Protocol of the Session on June 15, 2016

Das Wort bekommt der fraktionslose Abgeordnete Dr. Flocken.

Sehr geehrte Frau Präsidentin, sehr geehrte Abgeordnete! Das wäre doch einmal eine gute Gelegenheit gewesen, den Unterschied aufzuzeigen zwischen Gesinnungsethik und Verantwortungsethik. Zwar drängen die Strukturen und vor allen Dingen die Umsätze der Helferinnen- und Helferindustrie Zweifel auf an der Uneigennützigkeit vieler Protagonisten, aber lassen wir diese Zweifel einmal beiseite. Nehmen wir an, dass alle Beteiligten im guten Willen handeln, den Schwächsten zu helfen. Das Ergebnis zeigt aber, wie Frau Özdemir schon ganz zu Anfang gesagt hat: Es gibt immer mehr Elend – Elend, nicht nur Armut. Der Staat kann es nicht. Wenn er es versucht, wird es immer schlimmer. Der Staat ist Teil des Problems, nicht der Lösung.

> **Aufgelistete Zeilen**:
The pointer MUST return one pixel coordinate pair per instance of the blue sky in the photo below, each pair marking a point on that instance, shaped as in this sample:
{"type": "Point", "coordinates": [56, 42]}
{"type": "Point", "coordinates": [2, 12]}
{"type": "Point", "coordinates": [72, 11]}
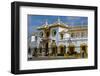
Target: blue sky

> **Deine Aufgabe**:
Ändere bitte in der Rede den Abschnitt, der mit „Protocol of the“ beginnt und mit „nicht der Lösung.“ endet: Ersetze „Staat“ durch „Markt“ und gib den Abschnitt erneut aus.

> **Erwartete Ausgabe**:
Protocol of the Session on June 15, 2016

Das Wort bekommt der fraktionslose Abgeordnete Dr. Flocken.

Sehr geehrte Frau Präsidentin, sehr geehrte Abgeordnete! Das wäre doch einmal eine gute Gelegenheit gewesen, den Unterschied aufzuzeigen zwischen Gesinnungsethik und Verantwortungsethik. Zwar drängen die Strukturen und vor allen Dingen die Umsätze der Helferinnen- und Helferindustrie Zweifel auf an der Uneigennützigkeit vieler Protagonisten, aber lassen wir diese Zweifel einmal beiseite. Nehmen wir an, dass alle Beteiligten im guten Willen handeln, den Schwächsten zu helfen. Das Ergebnis zeigt aber, wie Frau Özdemir schon ganz zu Anfang gesagt hat: Es gibt immer mehr Elend – Elend, nicht nur Armut. Der Markt kann es nicht. Wenn er es versucht, wird es immer schlimmer. Der Markt ist Teil des Problems, nicht der Lösung.